- TEXTO DE LECTURA:
• • • • • • •

El juego del secreto























No sé hasta qué punto Tormento puede considerarse la primera parte de una novela cuya segunda parte sería La de Bringas. Si se leen en el orden en que las escribió Galdós, Francisco Bringas pasa de ser un hombre algo apocado pero muy buena persona al avaro especialista en postizos que veremos después. Y, al revés, Rosalía pasa de ser una mujer despreciable, una vívora sin cerebro, interesada y cotilla, a cobrar, además del protagonismo, cierta dignidad narrativa. Leídas las novelas en orden inverso al de su escritura y al de los acontecimientos, produce cierto alivio recordar que Bringas no es un sujeto tan inmundo, pero a Rosalía le caen encima todos los vicios de la pequeñez.
Francisco y Rosalía abren y cierran Tormento como personajes secundarios y abarcan La de Bringas como protagonistas. Se diría que, antes de narrar sus miserias, nos cuenta el autor la razón por la que son miserables, sobre todo Rosalía, a través de uno de esos personajes gloriosos que de vez en cuando crea don Benito: Amparo, la hermana de Refugio, que, esta sí, cerrará con una espléndida demostración de humanidad –y se sorna– el ciclo de las dos novelas. El drama de Amparito, aparentemente secundario, fragua en Tormento una novela redonda, mucho más novela que La de Bringas, aun usando en ambas registros de folletín, y a veces abusando incluso.
La historia de Tormento es muy sencilla. Una muchacha pobre, al servicio de su pariente Rosalía, es pretendida por un indiano rico, Agustín Caballero, primo también de la familia. Pero hay un impedimento que casi acaba con Amparo: hay un secreto en su vida, una turbia relación con un cura salvaje que lo echó todo a perder por ella. Este secreto es todavía más macguffin que las deudas de Rosalía en La de Bringas. Galdós lo encubre y lo estira; hacia la mitad de la novela, tendí a pensar que quizás un poco demasiado, pero la gran elipsis final lo justifica todo, incluso el funcionamiento del artefacto narrativo.

• • • • • • •

- DATOS EXTRAÍDOS:
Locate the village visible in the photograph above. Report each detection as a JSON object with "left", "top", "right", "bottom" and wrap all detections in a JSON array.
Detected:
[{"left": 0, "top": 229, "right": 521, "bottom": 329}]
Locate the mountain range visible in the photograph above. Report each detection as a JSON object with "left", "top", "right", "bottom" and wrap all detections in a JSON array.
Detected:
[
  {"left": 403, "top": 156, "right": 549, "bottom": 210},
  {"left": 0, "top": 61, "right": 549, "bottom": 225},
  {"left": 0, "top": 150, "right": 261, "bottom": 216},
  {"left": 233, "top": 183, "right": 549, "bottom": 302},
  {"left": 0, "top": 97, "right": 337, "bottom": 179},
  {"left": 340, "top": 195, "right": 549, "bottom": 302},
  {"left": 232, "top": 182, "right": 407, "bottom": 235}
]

• • • • • • •

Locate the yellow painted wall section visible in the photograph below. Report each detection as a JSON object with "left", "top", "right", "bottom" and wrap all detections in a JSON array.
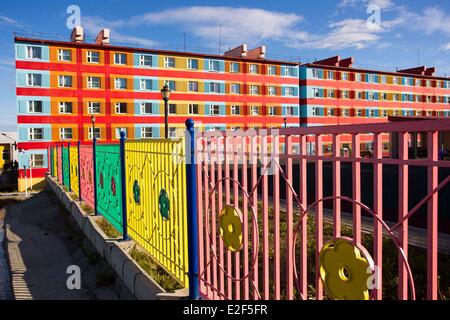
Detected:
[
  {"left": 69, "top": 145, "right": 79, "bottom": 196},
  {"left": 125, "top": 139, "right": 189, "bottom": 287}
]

• • • • • • •

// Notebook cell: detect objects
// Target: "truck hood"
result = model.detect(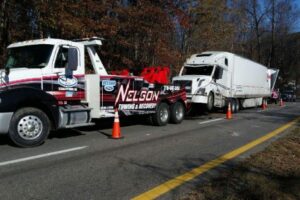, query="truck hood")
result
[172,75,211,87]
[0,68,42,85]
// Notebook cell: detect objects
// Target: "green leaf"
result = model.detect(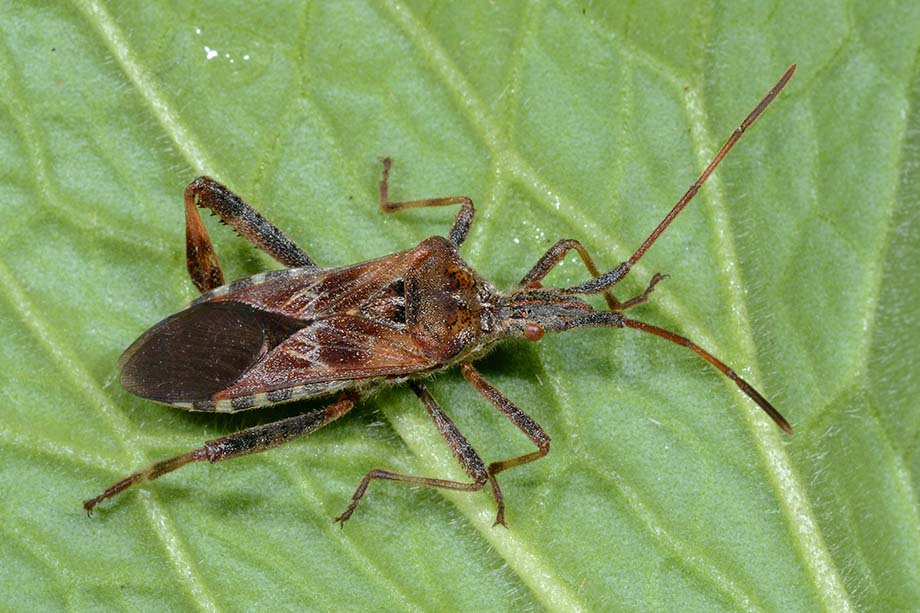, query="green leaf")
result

• • • • • • •

- EJERCICIO BREVE 1: Resume el texto en dos oraciones.
- EJERCICIO BREVE 2: Reúne, por favor, cada fila de arriba que contenga la cadena "above", distinguiendo entre mayúsculas y minúsculas.

- RESULTADO 1: El texto se pregunta hasta qué punto Tormento y La de Bringas forman una sola obra, observa que Francisco y Rosalía Bringas cambian de carácter según el orden en que se lean y sostiene que el drama de Amparo hace de Tormento una novela redonda, más novela que La de Bringas. En Tormento, Amparo, una muchacha pobre al servicio de Rosalía, es pretendida por el indiano rico Agustín Caballero, pero un secreto sobre su turbia relación con un cura casi acaba con ella, y Galdós lo encubre y lo estira hasta una gran elipsis final que lo justifica todo.

- RESULTADO 2:
Locate the village visible in the photograph above. Report each detection as a JSON object with "left", "top", "right", "bottom" and wrap all detections in a JSON array.
Locate the mountain range visible in the photograph above. Report each detection as a JSON object with "left", "top", "right", "bottom" and wrap all detections in a JSON array.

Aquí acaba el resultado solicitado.